_YOUR OBJECTIVE_. Retype the records that come next, word for word.

_RECORDS FOR THIS EXERCISE_.
....
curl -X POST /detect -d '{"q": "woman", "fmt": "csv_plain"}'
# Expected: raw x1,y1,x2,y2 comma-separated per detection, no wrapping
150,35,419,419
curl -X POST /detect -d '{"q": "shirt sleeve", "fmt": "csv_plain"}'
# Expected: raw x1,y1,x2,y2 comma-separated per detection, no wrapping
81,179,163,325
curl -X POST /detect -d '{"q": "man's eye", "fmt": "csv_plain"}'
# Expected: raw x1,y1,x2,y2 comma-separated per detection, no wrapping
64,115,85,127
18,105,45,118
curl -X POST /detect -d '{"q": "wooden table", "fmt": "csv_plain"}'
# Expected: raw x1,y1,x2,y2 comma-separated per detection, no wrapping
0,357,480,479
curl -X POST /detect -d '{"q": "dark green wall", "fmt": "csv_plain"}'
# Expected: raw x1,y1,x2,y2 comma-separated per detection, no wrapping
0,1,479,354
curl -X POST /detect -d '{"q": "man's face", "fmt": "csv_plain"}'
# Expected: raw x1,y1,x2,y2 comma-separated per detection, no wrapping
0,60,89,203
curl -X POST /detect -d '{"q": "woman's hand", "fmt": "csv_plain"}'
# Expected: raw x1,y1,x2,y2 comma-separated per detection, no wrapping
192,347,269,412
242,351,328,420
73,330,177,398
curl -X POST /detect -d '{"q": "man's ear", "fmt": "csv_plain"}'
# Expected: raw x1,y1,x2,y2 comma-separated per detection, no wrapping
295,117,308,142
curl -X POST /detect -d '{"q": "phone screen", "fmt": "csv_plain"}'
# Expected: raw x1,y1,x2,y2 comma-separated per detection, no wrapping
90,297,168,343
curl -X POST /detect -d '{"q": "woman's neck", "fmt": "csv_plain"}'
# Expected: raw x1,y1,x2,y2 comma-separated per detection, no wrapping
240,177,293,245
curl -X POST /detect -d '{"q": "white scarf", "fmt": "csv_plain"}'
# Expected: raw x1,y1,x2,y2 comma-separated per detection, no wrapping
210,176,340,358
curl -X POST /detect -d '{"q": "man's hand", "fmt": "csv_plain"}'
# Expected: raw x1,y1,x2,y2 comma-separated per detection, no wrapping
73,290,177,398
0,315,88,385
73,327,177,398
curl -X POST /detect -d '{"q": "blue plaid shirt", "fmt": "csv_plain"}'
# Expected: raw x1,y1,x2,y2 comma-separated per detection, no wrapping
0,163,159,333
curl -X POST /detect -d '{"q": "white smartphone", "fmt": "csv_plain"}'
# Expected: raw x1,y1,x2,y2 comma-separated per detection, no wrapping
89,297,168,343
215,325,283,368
....
_RESPONSE TO THIS TASK_.
curl -X POST /detect -d '{"q": "woman", "fmt": "csv_plain"}'
# Expected: raw x1,y1,x2,y2 comma-separated per detection, no wrapping
150,35,419,419
curl -X POST /detect -d '{"q": "shirt sleeve", "fmt": "csv_plain"}'
# Expected: raw x1,y1,x2,y2 comma-separated per detection, no wrapping
81,179,163,325
curl -X POST /detect -d '{"q": "man's eye", "fmt": "csv_plain"}'
# Expected: raw x1,y1,x2,y2 comma-separated per detection, no wrapping
64,115,85,127
18,105,45,118
curl -X POST /detect -d '{"q": "wooden table", "fmt": "csv_plain"}'
# Expected: raw x1,y1,x2,y2 comma-separated per detection, no wrapping
0,357,480,479
curl -X POST /detect -d '{"q": "dark green wall", "fmt": "csv_plain"}'
# Expected: raw x1,y1,x2,y2 comma-separated per detection, no wrapping
0,1,479,354
curl -X POST /detect -d '{"q": "man's face", "fmt": "csv_plain"}'
# Expected: raw x1,y1,x2,y2 comma-separated per detection, no wrapping
0,60,89,203
curl -X POST /detect -d '{"q": "woman's hand", "fmt": "csv_plain"}'
# Expected: raw x1,y1,x2,y2 comma-separated per detection, no wrapping
192,347,269,412
242,351,328,420
73,330,177,398
curl -X POST /detect -d '{"q": "man's ear", "fmt": "csv_plain"}'
# Expected: raw x1,y1,x2,y2 comma-separated per detection, no wrapping
295,117,308,142
curl -X POST /detect -d '{"q": "phone screen", "fmt": "csv_plain"}'
# Expected: raw x1,y1,x2,y2 comma-separated per detection, no wrapping
90,297,168,343
curl -X POST /detect -d '{"q": "woman's neck", "fmt": "csv_plain"}'
# Expected: raw x1,y1,x2,y2 comma-separated per detection, no wrapping
240,177,293,245
curl -X POST /detect -d '{"q": "white scarf", "fmt": "csv_plain"}'
# Expected: raw x1,y1,x2,y2 comma-separated per detection, no wrapping
210,176,340,358
curl -X POST /detect -d '{"q": "man's hand", "fmt": "csv_plain"}'
# Expected: raw x1,y1,x2,y2 comma-separated per detection, no wrapping
73,290,177,398
0,315,88,385
73,327,177,398
curl -X POST /detect -d '{"q": "blue plaid shirt", "fmt": "csv_plain"}'
# Expected: raw x1,y1,x2,y2 comma-separated per detection, no wrapping
0,163,159,333
curl -X POST /detect -d '{"q": "white smartphone", "fmt": "csv_plain"}'
# Expected: raw x1,y1,x2,y2 comma-separated per detection, no wrapping
89,297,168,343
215,325,283,368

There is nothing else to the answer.